◆ SOURCE DOCUMENT

TLA+ and PHP 01

What is TLA+?

In my personal understanding of it: a specification language that helps me explore fallacies in my PHP software architecture and test that architecture under the pressure of concurring threads. To better explain what TLA+ is, one should refer to the site of Leslie Lamport, the mind behind TLA+.
I’ve found Hillel Wayne’s site and book to be the best way for me to learn the basics.

The pitch for this latest exploration of mine was Wayne’s video “Tackling Concurrency Bugs with TLA+": it struck a chord. The concurrency part especially. Then I found out there was testing involved and could not let go of the thought.

What am I using TLA+ for?

Given enough hot metal under it, TLA+ could really be used to model any concurring process my mind could think of, from high-level distributed systems to low-level algorithms.
Yet I hate answers that sound like a variation of the “it depends on your situation and context”, and I will avoid that by providing the particular context I’m applying TLA+ to.

I’m using TLA+ to model parts of a process-based PHP testing framework I’m writing.
I’m still pretty foggy about how this testing framework will fit in the grand scheme of things, but I’ve spent some time working with Jest and found it to be really delightful.
I’m writing something from scratch and, without the pressure of having to ship a product, I can take my time to do it right and in a way that satisfies me.

Let’s start from an example file, a “spec files” in Jest jargon, this imaginary test framework would consume:

<?php
/**
 * @env WordPress
 */

describe('get_foos_function', function () {
    // Create the test users.
    $admin      = wp_insert_user(['user_login' => 'a', 'user_pass' => 'a', 'role' => 'administrator']);
    $subscriber = wp_insert_user(['user_login' => 's', 'user_pass' => 's', 'role' => 'editor']);
    // Create the test foos: one public, one draft.
    foo_create(['status' => 'publish']);
    foo_create(['status' => 'draft']);

    describe('Admin context', function () use ($admin, $subscriber) {
        // Simulate Admin context.
        define('WP_ADMIN', true);

        it('should return all foos to admin user', function () use ($admin) {
            wp_set_current_user($admin);
            $foos = get_foos();
            expect(count($foos))->toBe(2);
        });

        it('should return only public foos to non-admin', function () use ($subscriber) {
            wp_set_current_user($subscriber);
            $foos = get_foos();
            expect(count($foos))->toBe(1);
        });
    });

    describe('Front-end context', function () use ($admin) {
        it('should return public foos to admin user', function () use ($admin) {
            wp_set_current_user($admin);
            $foos = get_foos();
            expect(count($foos))->toBe(1);
        });

        it('should return public foos to non-admin', function () {
            wp_set_current_user(0); // Visitor.

◆ REQUEST 1
Using the post on TLA+ and PHP, decide whether each statement agrees with it, answering yes or no and quoting the words that settle it.
(a) The basics of TLA+ were learned mainly from Leslie Lamport's site.
(b) TLA+ is being used to model parts of a process-based PHP testing framework.
(c) There is pressure to ship the testing framework as a product.
◆ REQUEST 2
From the post on TLA+ and PHP, extract the passage starting at "What is TLA+?" and ending at "learn the basics.".
The records can be left aside.

◆ ENTRIES PROVIDED
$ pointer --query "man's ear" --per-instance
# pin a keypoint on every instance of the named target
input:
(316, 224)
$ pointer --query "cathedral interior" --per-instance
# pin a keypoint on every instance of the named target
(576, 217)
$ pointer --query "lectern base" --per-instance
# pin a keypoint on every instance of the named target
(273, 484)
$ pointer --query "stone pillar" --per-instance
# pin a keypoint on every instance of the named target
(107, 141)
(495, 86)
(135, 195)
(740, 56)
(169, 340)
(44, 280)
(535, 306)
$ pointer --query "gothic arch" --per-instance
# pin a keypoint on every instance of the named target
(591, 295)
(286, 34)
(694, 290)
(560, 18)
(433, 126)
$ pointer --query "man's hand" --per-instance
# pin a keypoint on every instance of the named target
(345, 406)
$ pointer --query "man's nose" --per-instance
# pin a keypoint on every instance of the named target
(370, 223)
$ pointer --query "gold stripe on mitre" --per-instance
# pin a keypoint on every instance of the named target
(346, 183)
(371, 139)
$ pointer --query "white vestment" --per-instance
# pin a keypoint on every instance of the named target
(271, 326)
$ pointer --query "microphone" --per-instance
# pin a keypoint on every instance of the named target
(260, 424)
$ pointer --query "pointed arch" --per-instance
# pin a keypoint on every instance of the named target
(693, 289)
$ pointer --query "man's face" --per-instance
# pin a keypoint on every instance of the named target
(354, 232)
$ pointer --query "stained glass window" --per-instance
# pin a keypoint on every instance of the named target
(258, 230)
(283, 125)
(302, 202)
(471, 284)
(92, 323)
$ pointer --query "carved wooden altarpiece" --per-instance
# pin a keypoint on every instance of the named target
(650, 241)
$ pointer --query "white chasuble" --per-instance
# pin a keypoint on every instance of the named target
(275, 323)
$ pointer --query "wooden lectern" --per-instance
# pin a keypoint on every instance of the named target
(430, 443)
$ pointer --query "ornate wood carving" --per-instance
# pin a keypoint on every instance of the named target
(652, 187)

◆ ANSWER 1
(a) No: "I’ve found Hillel Wayne’s site and book to be the best way for me to learn the basics."
(b) Yes: "I’m using TLA+ to model parts of a process-based PHP testing framework I’m writing."
(c) No: "without the pressure of having to ship a product, I can take my time to do it right and in a way that satisfies me."

◆ ANSWER 2
What is TLA+?

In my personal understanding of it: a specification language that helps me explore fallacies in my PHP software architecture and test that architecture under the pressure of concurring threads. To better explain what TLA+ is, one should refer to the site of Leslie Lamport, the mind behind TLA+.
I’ve found Hillel Wayne’s site and book to be the best way for me to learn the basics.